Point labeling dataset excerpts
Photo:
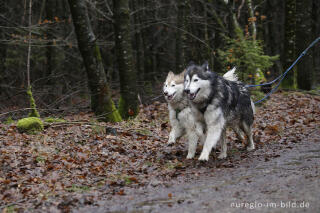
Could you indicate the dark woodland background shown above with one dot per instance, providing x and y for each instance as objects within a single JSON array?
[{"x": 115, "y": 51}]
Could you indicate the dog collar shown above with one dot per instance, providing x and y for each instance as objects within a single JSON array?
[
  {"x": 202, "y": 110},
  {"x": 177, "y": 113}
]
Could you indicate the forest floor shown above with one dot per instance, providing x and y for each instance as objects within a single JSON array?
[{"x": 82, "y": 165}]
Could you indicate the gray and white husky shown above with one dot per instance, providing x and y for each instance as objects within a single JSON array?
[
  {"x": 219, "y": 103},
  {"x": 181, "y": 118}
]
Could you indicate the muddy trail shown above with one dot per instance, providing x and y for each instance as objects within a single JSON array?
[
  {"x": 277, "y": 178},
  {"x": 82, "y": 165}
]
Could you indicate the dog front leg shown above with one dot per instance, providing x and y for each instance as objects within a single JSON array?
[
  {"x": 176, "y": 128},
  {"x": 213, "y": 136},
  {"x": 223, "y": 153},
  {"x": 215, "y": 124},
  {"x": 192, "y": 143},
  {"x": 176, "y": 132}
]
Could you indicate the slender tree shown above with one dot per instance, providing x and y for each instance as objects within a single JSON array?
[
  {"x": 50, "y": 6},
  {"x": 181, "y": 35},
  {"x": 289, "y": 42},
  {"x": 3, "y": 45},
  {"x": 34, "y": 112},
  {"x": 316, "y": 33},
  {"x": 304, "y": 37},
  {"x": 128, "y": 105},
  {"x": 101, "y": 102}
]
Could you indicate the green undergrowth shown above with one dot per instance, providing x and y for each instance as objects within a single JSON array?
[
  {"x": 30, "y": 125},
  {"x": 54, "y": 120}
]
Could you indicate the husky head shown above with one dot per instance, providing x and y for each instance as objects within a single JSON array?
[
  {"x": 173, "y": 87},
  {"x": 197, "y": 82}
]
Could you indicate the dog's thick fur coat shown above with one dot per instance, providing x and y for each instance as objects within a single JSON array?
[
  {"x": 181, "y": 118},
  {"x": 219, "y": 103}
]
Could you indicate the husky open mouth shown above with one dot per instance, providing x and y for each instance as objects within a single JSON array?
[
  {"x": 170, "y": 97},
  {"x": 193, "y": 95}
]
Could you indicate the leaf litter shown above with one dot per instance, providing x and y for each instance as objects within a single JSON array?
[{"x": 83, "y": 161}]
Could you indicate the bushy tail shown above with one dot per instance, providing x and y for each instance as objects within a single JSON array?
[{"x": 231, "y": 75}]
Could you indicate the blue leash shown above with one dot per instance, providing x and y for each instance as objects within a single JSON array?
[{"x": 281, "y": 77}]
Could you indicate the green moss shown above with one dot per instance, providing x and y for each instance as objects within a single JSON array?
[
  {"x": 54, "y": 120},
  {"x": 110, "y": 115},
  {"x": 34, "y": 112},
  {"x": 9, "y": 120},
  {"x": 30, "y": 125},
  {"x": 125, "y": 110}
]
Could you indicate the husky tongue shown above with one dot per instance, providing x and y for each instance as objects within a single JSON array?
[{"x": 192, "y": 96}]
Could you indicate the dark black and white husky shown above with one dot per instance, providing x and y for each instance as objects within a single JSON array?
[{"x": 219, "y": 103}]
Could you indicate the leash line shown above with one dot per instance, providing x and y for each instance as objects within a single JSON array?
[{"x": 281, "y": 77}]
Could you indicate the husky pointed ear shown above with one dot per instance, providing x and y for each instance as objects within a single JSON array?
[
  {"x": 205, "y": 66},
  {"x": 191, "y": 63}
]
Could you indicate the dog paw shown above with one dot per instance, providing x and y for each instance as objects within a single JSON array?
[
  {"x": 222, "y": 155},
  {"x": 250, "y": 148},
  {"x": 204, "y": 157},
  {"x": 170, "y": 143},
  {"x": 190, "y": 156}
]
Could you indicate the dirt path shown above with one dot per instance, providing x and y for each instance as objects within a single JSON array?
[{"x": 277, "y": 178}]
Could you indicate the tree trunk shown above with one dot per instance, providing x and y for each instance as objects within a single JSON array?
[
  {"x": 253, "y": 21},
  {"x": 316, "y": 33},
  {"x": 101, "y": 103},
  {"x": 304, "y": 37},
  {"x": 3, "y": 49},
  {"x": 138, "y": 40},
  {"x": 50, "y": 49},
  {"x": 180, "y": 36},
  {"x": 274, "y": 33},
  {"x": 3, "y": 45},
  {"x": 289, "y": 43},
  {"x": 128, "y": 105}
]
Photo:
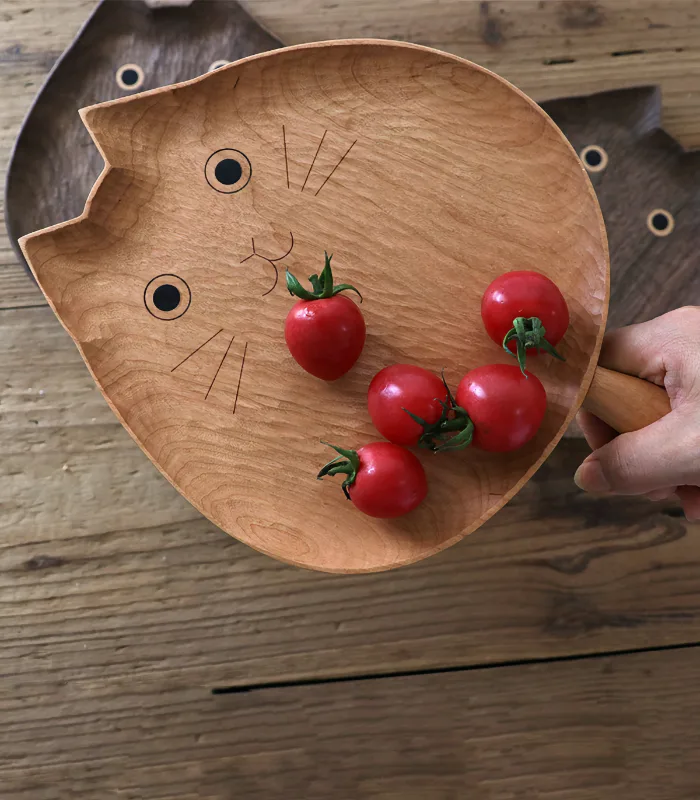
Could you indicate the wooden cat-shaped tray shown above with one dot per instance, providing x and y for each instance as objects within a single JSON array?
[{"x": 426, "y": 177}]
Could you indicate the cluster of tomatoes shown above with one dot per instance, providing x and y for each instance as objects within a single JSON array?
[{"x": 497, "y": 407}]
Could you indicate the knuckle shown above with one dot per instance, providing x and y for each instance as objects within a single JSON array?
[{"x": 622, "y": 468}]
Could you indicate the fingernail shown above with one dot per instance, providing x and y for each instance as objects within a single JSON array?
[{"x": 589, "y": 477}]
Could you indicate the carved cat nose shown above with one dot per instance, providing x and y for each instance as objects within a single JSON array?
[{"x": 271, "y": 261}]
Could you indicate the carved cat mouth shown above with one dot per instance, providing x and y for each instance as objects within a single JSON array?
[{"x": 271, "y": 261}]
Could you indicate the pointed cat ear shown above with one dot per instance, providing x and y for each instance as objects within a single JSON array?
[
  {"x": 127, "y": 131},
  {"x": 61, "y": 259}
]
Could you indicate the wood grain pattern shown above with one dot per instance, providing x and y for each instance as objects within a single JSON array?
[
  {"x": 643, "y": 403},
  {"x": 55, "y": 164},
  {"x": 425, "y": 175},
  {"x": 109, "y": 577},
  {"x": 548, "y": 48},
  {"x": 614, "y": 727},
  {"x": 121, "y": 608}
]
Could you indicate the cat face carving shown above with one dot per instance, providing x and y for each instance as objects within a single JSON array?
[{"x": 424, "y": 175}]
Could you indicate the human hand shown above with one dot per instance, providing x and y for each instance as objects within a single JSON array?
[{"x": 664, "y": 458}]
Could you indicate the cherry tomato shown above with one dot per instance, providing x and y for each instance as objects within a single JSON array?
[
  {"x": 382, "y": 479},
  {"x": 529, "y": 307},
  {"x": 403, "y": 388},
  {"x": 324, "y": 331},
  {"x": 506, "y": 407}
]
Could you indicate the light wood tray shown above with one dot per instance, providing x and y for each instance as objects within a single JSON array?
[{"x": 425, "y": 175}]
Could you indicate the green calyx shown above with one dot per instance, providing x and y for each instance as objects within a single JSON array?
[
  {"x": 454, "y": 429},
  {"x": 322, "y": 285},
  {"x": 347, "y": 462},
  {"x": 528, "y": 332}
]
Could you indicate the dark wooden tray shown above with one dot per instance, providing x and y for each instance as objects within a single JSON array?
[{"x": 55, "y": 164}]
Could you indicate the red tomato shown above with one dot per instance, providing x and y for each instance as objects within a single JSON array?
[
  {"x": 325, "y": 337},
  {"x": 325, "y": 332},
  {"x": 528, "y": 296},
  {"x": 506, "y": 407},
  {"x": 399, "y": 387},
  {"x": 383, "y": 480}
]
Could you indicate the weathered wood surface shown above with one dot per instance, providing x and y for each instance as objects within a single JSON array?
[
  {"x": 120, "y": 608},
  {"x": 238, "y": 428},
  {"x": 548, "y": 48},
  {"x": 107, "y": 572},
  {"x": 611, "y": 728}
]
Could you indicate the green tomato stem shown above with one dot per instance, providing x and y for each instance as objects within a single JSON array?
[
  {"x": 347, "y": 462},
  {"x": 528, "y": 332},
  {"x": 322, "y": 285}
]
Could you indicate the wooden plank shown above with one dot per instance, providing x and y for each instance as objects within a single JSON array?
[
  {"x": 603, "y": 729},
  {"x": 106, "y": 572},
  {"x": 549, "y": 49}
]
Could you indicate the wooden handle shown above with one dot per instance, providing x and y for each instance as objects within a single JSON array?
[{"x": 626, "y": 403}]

**To be done:** Output exactly the lines between the one containing "Could you indicate the green calyx" and the final line above, both inclusive.

**Problem solution:**
Could you indicate the green calyx shown above with one dot per instance, providing x and y for each instance as objects within a single JSON array?
[
  {"x": 454, "y": 429},
  {"x": 322, "y": 285},
  {"x": 347, "y": 462},
  {"x": 528, "y": 332}
]
Could you indicate the dark wooden tray shown above with one dot per instance, providing x and y for each instance as objects within a single JSON array?
[{"x": 55, "y": 164}]
Could you indicate the red tomato shown above with one dot per instance, providing x and y for each instance as objects within a single JSON array?
[
  {"x": 325, "y": 337},
  {"x": 325, "y": 332},
  {"x": 528, "y": 296},
  {"x": 506, "y": 407},
  {"x": 399, "y": 387},
  {"x": 383, "y": 480}
]
Could you indicate the weathered wood surface shown above with one dot per instance, providing x and y for each instance as objects within a single JSON array?
[
  {"x": 120, "y": 608},
  {"x": 238, "y": 428},
  {"x": 548, "y": 48},
  {"x": 107, "y": 572},
  {"x": 611, "y": 728}
]
Could you indicate the green tomato stem shown above with one dot per instance, providing x and y for each instance as objects within a single JSON array?
[
  {"x": 347, "y": 462},
  {"x": 528, "y": 332},
  {"x": 322, "y": 285}
]
Could you indicate the wooden plank shown above with one dot per instance, providing x and y for each instance as objects within a single JSON array?
[
  {"x": 603, "y": 729},
  {"x": 106, "y": 572},
  {"x": 549, "y": 49}
]
Could you indicate the wooden handle shown above with one dot per instance, providing x and y for each instance as objects within a single JSON array?
[{"x": 626, "y": 403}]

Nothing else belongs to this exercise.